• _Article_
━━━━
Electric trains to arrive in Stalybridge this year – before tunnel work

STALYBRIDGE will see the first electric trains run to the town’s station by the end of the year, it has been confirmed.

But work will need to be done on two tunnels as part of a multi-billion pound project.

The Transpennine Route Upgrade (TRU) will see the line from Manchester to York electrified in a scheme that will take years.

But the first phase from Manchester Victoria to Stalybridge has been completed and senior engineer Mark Ashton revealed the results will be seen by the end of 2024.

He said: “We’ve recently finished off electrifying the section between Manchester Victoria and Stalybridge.

Stalybridge Railway Station. Image by GGC Media

“The equipment – steel gantries and overhead wires – is up and they’re now energised.

“By the end of December, we’ll see the first electric trains operating to Stalybridge from Victoria. It’ll be a Northern service initially and TransPennine Express services will come along later.

“A lot of the infrastructure hasn’t been touched or upgraded for the best part of a few decades.

“It’s not had the same level of investment as other parts of the country. The Government now has recognised that as part of its Levelling Up agenda.”

Now the section to Stalybridge has been completed, work is now starting on the stretch that takes in Stalybridge and Scout Tunnels, as well as Mossley.

As well as the proposed move of that town’s station, designs are still being drawn up as to how the work on the underpasses will look, along with what disruption any work – likely to be done at night – may cause.

But the clearance area around the trains and the tunnel roofs will need to be as big as possible.

Mark added: “There will be disruption, that’s something we can’t avoid.”

Rachel Thomas, project director for the Stalybridge-Huddersfield section of the TRU, added more detail.

She said: “We have to do some work in both Staybridge tunnel, just as you come out of the station, and Scout Tunnel, which comes straight after it, to allow freight trains to come through and to allow freight trains that are big enough to have refrigerated wagons on them to come through.
━━━━
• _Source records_
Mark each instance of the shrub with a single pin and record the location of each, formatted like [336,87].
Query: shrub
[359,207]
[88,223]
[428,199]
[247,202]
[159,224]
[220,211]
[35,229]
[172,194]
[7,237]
━━━━
• _Problem description_
Do these statements agree with the article on electric trains coming to Stalybridge? Answer yes or no for each and quote the words of the article that decide it. 1. The first electric trains from Victoria to Stalybridge will initially be TransPennine Express services. 2. The overhead wires between Manchester Victoria and Stalybridge are already energised. 3. The tunnel work is meant to let freight trains with refrigerated wagons pass through.

• _Reply to the exercise_
1. No: "It’ll be a Northern service initially and TransPennine Express services will come along later."
2. Yes: "The equipment – steel gantries and overhead wires – is up and they’re now energised."
3. Yes: "to allow freight trains that are big enough to have refrigerated wagons on them to come through."